* _Text shown_:
+===+

BYGONE INDUSTRIES OF THE PEAK: COAL MINING
This is one of a series of articles published in
The Peak Advertiser, the Peak District's local free newspaper, on 6th May 1996 (p7), and
reproduced by kind permission of its author, Julie Bunting.
The series is now available as a fully-illustrated paperback, published in 2006
by
Wildtrack Publishing of Sheffield (ISBN 1-904098-01-0) See also this
Review by Alan Jacques.
BYGONE INDUSTRIES OF THE PEAK: COAL MINING
The story of mining in the peak is far more closely associated with lead
than coal, yet isolated beds of coal occur close to the eastern and
western boundaries of the Peak National Park. Though mainly of inferior
quality, this coal was worth extracting from early times, as indicated
by this entry from Annals of Coal Mining and the Coal Trade (Galloway
1898): 'Sea coal in the Forest of Macclesfield was committed to the
charge of a forester appointed in 1382: (The expression sea coal was
used to differentiate from charcoal).
Thirteenth/fourteenth-century Derbyshire mining records mention a woman
killed by fire-damp (methane) and a man who fell to his death from a
rope. Miners were lowered by rope into bell pits, so-called from their
shape; according to a reference of 1815, a bell pit formerly existed
near Stanage Pole, Hathersage.
A coal mine at Fernilee in the parish of Hope was the subject of an
ownership dispute brought before the Star Chamber in 1606. In modern
times, this mine was possibly submerged by the Goyt Valley reservoirs,
as was one of the private mines which had served Errwood Hall. Several
generations of the Shallcross family of Fernilee benefited from
ownership of the High Peak coal mines, generally known as the Shallcross
Pits, near Chapel en le Frith. One descendant, John Shallcross, issued
his own trading tokens.
Coal seams around Axe Edge were worked from about 1600. Known
collectively as the Buxton coal mines, though actually in the parish of
Hartington Upper Quarter, individual names included Goyt Colliery,
Goyte's Moss Colliery, Burbage Colliery, Axe Edge and Thatch Marsh
Colliery and the Level Mine.
In the 18th/19th centuries, mining also took place in Wildboarclough
parish and Goldstitch Moss in Quarnford. Coal from Pott Shrigley served
the local brick making industry in the latter half of the 19th century.
Collieries have also been worked at Rowarth, Robin Hood near Baslow,
Beeley Moor, Lumsdale near Tansley, Tansley Green, and Chatsworth Old
Park. The Baslow coal seam actually outcrops on the floor of the Emperor
Lake at Chatsworth. Documents quoted by the Duchess of Devonshire in her
book The Estate refer to pits sunk in 1760 'on the top of
Chatsworth Park to try for cole'.

+===+

* _Source material_:

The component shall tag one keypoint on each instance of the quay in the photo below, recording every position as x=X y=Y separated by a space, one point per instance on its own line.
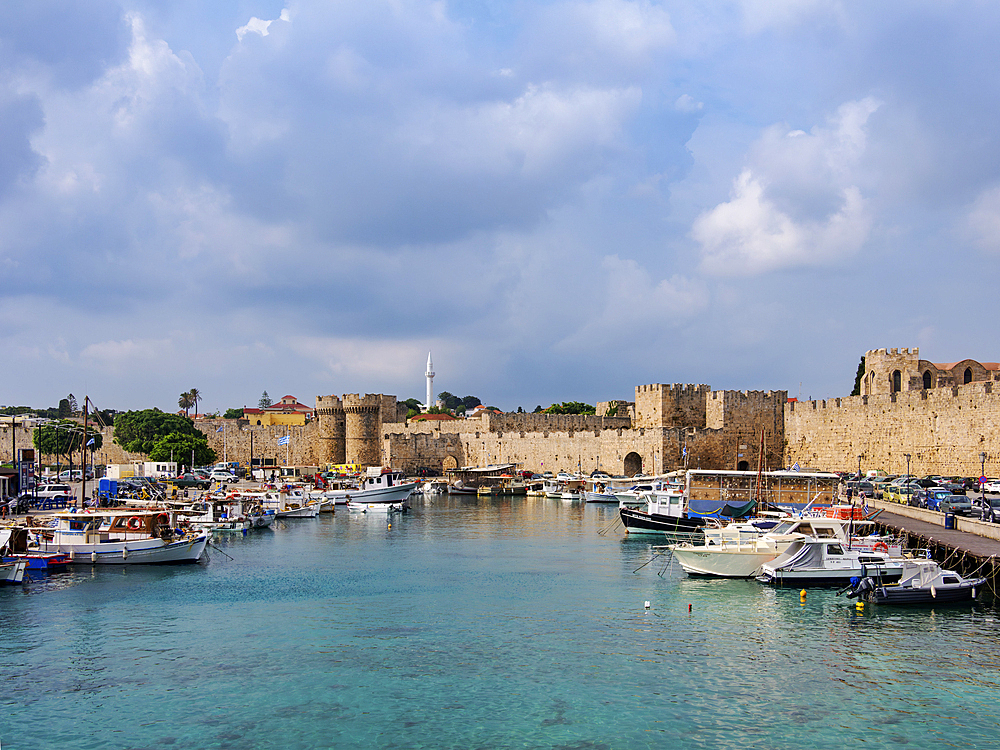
x=972 y=548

+===+

Answer these questions from the coal mining article:
1. In what year was a forester appointed to take charge of sea coal in the Forest of Macclesfield?
2. Before what body was the 1606 ownership dispute over the Fernilee coal mine brought?
3. Where does the Baslow coal seam outcrop?
The listing has no connection to the article on coal mining.

* _Final result_:
1. 1382
2. The Star Chamber
3. On the floor of the Emperor Lake at Chatsworth